_REQUIREMENTS_: Return every line of the data that contains the word "window", copying each line in full.

(Pointing data)
☆ ☆ ☆ ☆ ☆ ☆ ☆
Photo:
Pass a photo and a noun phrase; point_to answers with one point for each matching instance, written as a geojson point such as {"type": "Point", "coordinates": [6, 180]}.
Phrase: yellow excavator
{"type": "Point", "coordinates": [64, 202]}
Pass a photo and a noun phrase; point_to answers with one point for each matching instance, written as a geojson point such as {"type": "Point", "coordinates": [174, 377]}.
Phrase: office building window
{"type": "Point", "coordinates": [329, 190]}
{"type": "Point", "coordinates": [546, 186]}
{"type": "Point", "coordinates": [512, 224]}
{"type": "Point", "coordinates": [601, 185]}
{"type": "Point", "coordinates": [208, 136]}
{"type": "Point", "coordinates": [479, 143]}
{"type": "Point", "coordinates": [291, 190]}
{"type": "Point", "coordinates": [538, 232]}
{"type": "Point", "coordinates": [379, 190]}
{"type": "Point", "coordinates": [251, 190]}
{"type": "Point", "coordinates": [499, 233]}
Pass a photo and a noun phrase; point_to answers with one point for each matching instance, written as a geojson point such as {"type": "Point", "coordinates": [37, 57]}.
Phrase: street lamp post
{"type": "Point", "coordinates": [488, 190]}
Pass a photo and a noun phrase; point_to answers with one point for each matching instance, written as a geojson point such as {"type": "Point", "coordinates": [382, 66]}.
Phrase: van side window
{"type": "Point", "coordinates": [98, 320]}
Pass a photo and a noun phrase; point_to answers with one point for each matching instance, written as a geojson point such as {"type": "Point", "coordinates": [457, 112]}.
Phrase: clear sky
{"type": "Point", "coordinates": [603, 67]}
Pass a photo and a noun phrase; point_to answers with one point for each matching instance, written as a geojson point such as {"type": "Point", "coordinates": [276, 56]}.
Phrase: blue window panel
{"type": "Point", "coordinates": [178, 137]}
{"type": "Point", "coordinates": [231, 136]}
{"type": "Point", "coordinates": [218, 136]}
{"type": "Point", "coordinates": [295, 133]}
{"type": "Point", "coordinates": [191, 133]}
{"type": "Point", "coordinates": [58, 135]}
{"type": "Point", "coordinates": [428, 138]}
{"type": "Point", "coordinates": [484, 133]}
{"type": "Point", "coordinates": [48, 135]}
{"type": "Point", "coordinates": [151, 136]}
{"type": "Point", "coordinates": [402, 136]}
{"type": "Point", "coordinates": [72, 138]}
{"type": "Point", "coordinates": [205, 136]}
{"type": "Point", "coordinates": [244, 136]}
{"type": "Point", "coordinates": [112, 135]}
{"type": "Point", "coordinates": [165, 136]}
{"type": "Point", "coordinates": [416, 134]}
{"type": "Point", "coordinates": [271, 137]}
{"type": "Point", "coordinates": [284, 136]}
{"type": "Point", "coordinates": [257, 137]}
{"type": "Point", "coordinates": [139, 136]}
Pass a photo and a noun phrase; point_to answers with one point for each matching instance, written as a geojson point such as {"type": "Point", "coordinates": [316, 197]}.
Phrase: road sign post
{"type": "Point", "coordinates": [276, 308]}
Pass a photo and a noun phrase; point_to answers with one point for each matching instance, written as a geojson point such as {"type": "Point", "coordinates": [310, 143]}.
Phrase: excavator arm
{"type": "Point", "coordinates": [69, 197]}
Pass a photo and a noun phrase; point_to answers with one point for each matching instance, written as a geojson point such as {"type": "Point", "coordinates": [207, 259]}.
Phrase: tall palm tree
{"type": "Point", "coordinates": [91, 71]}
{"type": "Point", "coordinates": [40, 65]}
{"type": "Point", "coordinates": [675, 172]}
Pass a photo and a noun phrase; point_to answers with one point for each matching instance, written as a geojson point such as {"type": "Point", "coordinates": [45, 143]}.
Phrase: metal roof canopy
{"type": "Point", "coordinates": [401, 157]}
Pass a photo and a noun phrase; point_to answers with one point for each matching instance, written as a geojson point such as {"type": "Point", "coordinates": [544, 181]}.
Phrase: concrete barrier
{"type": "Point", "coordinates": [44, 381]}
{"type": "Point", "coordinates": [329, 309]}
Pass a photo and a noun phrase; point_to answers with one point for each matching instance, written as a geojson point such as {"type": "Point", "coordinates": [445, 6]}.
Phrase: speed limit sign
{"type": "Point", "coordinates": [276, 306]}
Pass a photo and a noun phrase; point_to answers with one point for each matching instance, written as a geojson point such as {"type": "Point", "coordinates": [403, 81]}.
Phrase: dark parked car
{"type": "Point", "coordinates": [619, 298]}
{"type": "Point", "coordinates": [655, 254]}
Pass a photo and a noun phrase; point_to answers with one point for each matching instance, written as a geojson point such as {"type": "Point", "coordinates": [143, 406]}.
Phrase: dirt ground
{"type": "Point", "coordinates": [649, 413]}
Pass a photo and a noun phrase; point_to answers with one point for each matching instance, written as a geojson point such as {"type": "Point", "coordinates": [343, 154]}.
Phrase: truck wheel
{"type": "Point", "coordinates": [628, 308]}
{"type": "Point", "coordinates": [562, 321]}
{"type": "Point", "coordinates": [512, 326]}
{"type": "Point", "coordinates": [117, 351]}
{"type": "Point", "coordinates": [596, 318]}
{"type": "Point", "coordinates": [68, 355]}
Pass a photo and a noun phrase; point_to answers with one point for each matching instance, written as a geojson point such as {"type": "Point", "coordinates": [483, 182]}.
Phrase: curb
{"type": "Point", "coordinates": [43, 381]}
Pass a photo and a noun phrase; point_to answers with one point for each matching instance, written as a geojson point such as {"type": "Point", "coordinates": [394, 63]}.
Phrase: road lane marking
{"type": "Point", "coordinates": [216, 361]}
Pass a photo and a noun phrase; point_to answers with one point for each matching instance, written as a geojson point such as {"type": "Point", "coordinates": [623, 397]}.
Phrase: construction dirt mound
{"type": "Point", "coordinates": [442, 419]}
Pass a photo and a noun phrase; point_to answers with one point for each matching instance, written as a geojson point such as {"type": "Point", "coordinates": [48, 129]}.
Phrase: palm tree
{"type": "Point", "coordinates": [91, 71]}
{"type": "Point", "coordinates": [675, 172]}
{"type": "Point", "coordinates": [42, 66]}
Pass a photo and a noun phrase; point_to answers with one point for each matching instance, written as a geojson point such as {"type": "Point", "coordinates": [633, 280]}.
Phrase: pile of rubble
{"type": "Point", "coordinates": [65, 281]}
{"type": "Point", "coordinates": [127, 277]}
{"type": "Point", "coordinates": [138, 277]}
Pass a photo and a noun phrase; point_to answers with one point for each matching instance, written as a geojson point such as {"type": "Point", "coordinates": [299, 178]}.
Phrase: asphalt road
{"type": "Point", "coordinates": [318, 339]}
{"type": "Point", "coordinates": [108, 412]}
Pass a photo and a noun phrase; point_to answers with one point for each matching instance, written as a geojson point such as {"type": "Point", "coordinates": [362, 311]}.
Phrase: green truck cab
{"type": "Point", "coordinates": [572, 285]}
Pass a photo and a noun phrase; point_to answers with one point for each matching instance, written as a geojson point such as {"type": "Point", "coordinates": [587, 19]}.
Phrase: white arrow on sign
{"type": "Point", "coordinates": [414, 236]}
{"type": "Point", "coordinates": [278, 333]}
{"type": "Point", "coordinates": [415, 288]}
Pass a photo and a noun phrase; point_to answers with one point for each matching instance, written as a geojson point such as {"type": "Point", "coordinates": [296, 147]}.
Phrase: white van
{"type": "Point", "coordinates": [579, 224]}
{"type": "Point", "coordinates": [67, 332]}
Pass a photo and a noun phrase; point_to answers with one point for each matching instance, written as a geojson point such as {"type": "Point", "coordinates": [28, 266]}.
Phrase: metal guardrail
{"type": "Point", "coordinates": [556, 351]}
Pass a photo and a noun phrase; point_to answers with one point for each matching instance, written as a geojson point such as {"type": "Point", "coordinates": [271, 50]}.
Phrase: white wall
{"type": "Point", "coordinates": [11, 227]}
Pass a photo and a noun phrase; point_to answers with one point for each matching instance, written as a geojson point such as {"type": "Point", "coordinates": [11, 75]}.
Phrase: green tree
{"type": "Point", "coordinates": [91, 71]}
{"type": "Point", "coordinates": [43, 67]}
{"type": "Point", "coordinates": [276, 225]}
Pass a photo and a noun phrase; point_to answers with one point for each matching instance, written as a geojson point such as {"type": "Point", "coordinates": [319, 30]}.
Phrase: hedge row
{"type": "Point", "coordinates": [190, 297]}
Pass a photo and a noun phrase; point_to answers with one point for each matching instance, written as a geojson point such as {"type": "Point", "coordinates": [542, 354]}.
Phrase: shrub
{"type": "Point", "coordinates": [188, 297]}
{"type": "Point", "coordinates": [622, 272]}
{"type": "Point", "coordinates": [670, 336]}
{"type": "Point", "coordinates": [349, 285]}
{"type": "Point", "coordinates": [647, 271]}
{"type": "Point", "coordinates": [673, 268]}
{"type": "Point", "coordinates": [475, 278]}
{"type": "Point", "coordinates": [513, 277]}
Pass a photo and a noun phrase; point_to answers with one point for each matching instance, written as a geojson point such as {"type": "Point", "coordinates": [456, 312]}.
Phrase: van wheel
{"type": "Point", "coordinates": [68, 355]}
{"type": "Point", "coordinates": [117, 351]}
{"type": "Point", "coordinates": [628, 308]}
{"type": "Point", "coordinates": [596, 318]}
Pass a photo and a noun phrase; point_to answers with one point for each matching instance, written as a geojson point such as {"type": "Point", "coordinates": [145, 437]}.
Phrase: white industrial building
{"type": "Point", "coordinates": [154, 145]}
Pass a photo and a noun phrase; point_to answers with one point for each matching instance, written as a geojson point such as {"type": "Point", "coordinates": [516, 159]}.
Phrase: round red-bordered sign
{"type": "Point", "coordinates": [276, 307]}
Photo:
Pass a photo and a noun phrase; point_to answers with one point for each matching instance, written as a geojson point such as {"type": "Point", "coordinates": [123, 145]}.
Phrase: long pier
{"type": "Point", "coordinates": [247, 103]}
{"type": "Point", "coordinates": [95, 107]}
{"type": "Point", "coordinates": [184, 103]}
☆ ☆ ☆ ☆ ☆ ☆ ☆
_RESPONSE_:
Phrase: office building window
Phrase: van side window
Phrase: blue window panel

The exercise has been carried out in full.